Comms — read / unread on reports
- Badge clears when you open the Reports tab. The red dot on Comms was sometimes lit with no visible message — that's because reports (Daily Maintenance, MP Overdraft, Crisis, Intel) count toward unread but live in a different tab from Direct Messages. Opening Reports now bulk-marks the listed reports as read so the badge clears immediately.
- Per-row unread visual persists for that view. The reports you hadn't seen render with the unread indicator on the current view, so you can tell what's new. Next visit they show as read.
News template fix
- "Unstable Unstable Worldfleet" no longer happens. Two layers were both prefixing "Unstable " to the empire title — the title-formatter and the news-formatter, neither aware of the other. The news formatter now strips a leading "Unstable " from its input before deciding whether to re-prefix based on the unstable flag. Idempotent in both directions: it works regardless of which layer's prefix landed first.
16 May 2026 — Ship Market
Galaxy-wide secondary market for existing ships · Broker stations distinct from trading posts · Command-unit decom unlocked · NPC empires exempt from maintenance churn
Ship Market — new feature
- New top-bar Ship Market panel. Browse every active ship-for-sale listing across the galaxy from one place. 50 cards per page, paginated, sorted newest-first. Each card shows the actual ship (with its name, rank, XP, equipped upgrades), an HP bar, the seller, the maintenance cost, and a green price. Buy buttons grey out when you can't afford the ship.
- List a ship from any broker station. Walk a ship into a broker's system, hit Sell Ships on the broker, pick the ship and set a price. After listing the ship is free to move anywhere — the listing follows it. Unlist whenever you want, from anywhere; no return-to-broker requirement.
- Buy from anywhere. Purchase fires regardless of where you (or the ship) are right now. The ship's experience, rank, custom name, current damage, equipped items, and even mid-hyperspace state all transfer with it. If a Falcon you bought is two-thirds through a hyperspace leg at the moment of sale, it lands at the original destination — under your flag.
- Reciept on both sides. Seller and buyer each get a news entry with the ship details and price. Sales of 150,000 RP or more get a galaxy-wide "Major sale" headline that everyone can see.
- Brokers take no commission. The seller pockets the full sale price. Brokers in Epoch 2 are listing services, not retailers — they exist to host the market, not to skim it.
- Enemy and race lockouts. Listings authored by your enemies (or whose authors mark you as enemy) are hidden from your view and blocked at the purchase action — no API hack around the UI. Race-locked unit types (the
same race only share profile, e.g. some Misc-class hulls) are hidden from buyers of the wrong race.

**Exercise prompt:** Please translate this sentence from the game update notes into Spanish: "Seller and buyer each get a news entry with the ship details and price." Work only from the text above.

**Data rows:**
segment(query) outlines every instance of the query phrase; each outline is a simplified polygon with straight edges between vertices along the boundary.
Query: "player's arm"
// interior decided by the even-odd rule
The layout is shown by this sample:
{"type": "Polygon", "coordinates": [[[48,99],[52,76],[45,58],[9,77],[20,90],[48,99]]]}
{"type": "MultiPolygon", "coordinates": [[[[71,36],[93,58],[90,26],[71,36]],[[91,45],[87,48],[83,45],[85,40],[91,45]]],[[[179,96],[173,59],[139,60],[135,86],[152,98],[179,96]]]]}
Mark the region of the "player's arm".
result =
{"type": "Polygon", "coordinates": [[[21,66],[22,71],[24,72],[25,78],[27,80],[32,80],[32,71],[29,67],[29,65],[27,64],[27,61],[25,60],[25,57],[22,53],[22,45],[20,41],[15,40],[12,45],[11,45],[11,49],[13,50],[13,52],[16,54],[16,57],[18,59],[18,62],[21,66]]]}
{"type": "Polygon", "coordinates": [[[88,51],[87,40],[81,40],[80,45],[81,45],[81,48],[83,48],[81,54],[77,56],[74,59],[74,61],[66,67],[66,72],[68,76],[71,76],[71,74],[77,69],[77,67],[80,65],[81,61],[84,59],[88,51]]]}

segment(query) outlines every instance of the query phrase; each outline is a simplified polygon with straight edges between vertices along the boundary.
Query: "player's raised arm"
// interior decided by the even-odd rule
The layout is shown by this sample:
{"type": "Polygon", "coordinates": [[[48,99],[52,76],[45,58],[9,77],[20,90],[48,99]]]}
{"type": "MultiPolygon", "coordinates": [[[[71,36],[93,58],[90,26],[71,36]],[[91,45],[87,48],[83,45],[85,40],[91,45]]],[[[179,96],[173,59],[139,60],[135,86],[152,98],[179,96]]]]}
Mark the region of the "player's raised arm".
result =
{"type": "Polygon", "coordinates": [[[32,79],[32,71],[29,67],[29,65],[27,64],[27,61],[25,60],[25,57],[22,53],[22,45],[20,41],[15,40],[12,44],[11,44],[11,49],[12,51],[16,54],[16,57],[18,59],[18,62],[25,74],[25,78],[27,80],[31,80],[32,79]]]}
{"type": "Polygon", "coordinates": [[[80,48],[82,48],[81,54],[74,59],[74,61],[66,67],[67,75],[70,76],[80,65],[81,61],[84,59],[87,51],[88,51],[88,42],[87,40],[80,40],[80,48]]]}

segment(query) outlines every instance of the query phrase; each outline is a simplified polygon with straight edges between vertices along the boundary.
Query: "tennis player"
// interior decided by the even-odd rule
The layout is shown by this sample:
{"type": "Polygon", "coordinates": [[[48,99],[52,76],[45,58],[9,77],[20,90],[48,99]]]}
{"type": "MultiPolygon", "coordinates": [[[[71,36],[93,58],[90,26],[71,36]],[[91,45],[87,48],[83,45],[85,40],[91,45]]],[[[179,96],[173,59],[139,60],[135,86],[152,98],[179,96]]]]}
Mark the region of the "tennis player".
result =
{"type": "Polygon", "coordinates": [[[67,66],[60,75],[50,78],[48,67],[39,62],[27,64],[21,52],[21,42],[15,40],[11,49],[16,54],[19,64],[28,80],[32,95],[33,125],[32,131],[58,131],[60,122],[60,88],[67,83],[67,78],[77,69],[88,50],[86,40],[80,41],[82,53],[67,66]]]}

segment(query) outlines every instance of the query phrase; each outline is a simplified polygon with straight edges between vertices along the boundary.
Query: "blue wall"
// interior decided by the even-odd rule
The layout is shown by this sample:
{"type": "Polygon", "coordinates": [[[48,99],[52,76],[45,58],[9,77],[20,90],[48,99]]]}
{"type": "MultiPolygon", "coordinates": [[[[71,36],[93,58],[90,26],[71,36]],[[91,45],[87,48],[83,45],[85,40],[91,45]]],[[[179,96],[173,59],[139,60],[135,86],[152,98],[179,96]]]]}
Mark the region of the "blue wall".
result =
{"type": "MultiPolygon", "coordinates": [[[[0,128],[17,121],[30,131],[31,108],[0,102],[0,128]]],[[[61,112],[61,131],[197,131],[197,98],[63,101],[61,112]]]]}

**Response:** El vendedor y el comprador reciben cada uno una entrada de noticias con los detalles de la nave y el precio.